• **SET TASK**
Using the listing below, retype only the lines from the line with "Where can the honey bee be found here?" through the end, both ends included, and exclude the pictures.

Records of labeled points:

━━━━━━━━━━

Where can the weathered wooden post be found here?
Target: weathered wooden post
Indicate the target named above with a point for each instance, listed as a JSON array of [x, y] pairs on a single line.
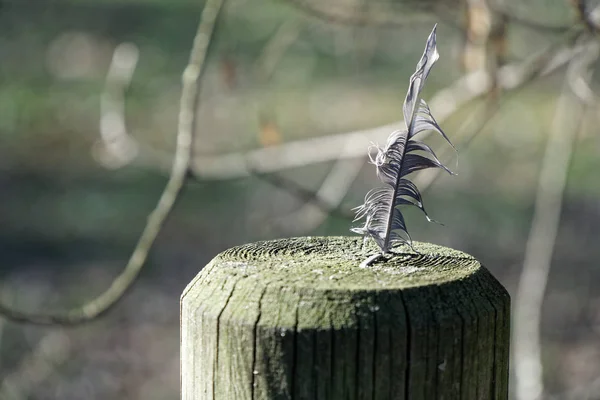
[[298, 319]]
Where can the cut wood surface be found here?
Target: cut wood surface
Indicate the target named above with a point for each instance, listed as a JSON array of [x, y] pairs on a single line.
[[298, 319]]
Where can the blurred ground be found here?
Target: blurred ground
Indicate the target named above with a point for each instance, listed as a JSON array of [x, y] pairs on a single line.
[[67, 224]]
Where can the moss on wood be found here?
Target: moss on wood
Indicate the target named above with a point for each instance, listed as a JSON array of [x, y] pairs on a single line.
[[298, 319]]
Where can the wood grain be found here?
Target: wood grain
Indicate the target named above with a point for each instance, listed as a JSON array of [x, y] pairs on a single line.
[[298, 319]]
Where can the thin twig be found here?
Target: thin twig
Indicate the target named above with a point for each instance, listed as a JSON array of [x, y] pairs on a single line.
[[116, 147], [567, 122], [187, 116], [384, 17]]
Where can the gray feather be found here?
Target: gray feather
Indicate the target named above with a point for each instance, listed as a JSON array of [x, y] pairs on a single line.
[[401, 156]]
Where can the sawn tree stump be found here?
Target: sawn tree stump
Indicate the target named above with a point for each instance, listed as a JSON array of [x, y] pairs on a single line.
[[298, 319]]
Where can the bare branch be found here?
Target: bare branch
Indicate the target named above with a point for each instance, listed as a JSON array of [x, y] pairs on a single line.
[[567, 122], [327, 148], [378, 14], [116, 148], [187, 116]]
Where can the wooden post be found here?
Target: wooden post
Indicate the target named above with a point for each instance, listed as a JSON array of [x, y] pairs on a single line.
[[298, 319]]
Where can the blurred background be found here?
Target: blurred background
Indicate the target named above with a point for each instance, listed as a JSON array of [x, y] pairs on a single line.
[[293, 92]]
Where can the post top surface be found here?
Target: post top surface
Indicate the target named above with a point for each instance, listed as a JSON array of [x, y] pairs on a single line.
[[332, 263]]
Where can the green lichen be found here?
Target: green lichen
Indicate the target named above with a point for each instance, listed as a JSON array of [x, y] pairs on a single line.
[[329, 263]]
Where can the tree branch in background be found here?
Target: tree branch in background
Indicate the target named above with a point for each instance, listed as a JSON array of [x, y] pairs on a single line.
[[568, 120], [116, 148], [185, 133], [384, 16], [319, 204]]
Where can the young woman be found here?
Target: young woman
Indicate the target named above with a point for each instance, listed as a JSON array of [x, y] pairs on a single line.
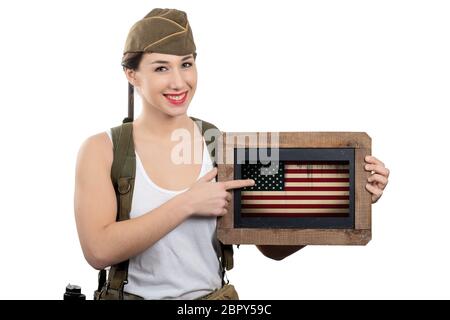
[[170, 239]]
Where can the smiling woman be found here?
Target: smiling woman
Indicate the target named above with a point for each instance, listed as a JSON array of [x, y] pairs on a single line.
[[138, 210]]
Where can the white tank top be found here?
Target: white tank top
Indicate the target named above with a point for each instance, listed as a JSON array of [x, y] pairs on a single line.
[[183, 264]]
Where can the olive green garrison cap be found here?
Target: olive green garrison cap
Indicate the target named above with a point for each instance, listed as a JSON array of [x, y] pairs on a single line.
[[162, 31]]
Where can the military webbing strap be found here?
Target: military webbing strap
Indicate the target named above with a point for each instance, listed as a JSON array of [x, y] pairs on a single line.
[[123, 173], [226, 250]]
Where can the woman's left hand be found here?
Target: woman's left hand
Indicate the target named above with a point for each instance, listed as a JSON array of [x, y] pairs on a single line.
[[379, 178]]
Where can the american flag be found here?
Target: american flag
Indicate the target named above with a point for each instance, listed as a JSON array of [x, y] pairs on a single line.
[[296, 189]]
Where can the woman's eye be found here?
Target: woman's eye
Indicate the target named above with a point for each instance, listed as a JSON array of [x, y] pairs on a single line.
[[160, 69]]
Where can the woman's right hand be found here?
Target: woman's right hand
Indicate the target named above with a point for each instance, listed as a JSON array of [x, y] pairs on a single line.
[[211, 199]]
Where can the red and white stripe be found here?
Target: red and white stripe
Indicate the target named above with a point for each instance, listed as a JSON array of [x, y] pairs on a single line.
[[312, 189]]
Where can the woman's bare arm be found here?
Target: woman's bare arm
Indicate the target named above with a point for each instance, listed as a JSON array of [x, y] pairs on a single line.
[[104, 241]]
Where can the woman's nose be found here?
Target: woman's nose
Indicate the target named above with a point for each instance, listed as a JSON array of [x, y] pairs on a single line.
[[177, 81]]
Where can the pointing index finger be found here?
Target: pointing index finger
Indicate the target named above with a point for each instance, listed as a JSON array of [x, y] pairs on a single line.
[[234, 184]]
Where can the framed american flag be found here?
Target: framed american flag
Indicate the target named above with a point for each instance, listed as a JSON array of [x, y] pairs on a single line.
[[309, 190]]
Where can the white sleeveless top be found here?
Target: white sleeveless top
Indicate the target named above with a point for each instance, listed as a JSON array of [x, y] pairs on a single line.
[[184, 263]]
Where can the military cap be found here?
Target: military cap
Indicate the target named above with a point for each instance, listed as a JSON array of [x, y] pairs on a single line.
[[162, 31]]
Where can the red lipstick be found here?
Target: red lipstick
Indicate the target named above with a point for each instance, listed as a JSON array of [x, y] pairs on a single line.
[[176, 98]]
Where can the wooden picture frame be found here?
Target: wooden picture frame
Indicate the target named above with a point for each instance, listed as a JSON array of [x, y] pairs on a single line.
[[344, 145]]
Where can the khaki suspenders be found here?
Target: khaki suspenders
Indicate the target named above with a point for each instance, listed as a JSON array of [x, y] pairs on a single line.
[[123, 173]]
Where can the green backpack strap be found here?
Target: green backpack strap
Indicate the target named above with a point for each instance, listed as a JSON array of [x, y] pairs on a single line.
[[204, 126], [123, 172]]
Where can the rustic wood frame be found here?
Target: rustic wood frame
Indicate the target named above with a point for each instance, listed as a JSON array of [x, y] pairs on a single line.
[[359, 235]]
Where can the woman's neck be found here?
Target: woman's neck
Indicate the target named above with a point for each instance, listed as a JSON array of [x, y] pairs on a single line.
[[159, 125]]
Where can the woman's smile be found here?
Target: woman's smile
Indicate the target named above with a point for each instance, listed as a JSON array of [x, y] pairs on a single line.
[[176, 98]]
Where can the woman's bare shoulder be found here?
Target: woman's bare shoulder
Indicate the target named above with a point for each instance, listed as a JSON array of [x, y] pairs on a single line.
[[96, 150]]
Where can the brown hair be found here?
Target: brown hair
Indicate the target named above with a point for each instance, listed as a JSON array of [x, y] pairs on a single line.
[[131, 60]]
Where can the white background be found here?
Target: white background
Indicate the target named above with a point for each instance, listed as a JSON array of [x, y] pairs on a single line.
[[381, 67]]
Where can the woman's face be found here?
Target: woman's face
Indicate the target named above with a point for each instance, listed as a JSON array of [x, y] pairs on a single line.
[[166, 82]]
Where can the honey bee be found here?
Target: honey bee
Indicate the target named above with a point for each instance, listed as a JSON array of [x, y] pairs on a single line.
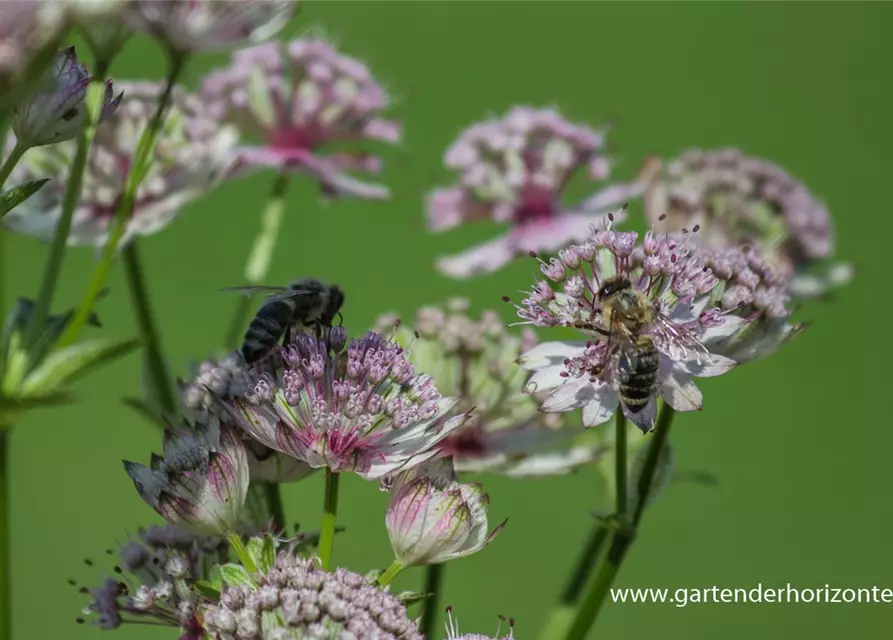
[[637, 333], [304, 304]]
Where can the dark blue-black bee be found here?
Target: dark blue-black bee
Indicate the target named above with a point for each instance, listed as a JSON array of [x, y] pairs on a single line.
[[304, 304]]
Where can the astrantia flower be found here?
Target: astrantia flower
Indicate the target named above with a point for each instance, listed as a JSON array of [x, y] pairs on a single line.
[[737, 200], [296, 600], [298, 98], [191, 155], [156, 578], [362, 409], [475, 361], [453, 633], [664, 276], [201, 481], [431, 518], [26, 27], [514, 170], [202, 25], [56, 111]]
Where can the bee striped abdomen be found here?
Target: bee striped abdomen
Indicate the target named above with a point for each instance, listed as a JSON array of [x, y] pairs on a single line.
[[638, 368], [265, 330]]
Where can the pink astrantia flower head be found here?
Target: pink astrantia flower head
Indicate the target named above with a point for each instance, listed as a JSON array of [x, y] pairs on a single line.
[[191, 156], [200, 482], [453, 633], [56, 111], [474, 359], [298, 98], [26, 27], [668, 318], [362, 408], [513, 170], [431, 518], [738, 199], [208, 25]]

━━━━━━━━━━

• **WORKED ANSWER**
Where can the honey bee be found here?
Target: honey bee
Indicate the target named above with a point for each instance, listed as a JSON array of [x, y] pairs on a single line.
[[637, 333], [304, 304]]
Where can the dark blue-black bee be found here?
Target: dark blue-black bee
Indicate the target named above with a point for each instance, listed as a JSON array of [x, y] pairs on a single line.
[[304, 304]]
Where can the astrantia flower be found here?
Target: astrantia flower
Indicate the target named above with a point for each instance, listed as a JSON array of [x, y] pairs on a single line.
[[737, 200], [296, 600], [298, 98], [191, 155], [156, 578], [362, 409], [475, 361], [453, 633], [664, 276], [201, 481], [431, 518], [26, 27], [514, 170], [202, 25], [56, 111]]
Where can the bee striped abdomen be found here?
Target: bee striped abdomen
Indicate the target named above with a point for each instance, listed as a JSON array of [x, y] pairs on a single line.
[[638, 368], [265, 330]]
Where can the pink astrantia flower head be found here?
Target: pink astrantia flower head
Indicate the target named above with a point for each instance, listed as a JSON array of [x, y] pairs on a single line.
[[191, 156], [200, 482], [453, 633], [56, 111], [474, 359], [298, 98], [26, 27], [668, 318], [362, 408], [513, 170], [431, 518], [738, 199], [208, 25]]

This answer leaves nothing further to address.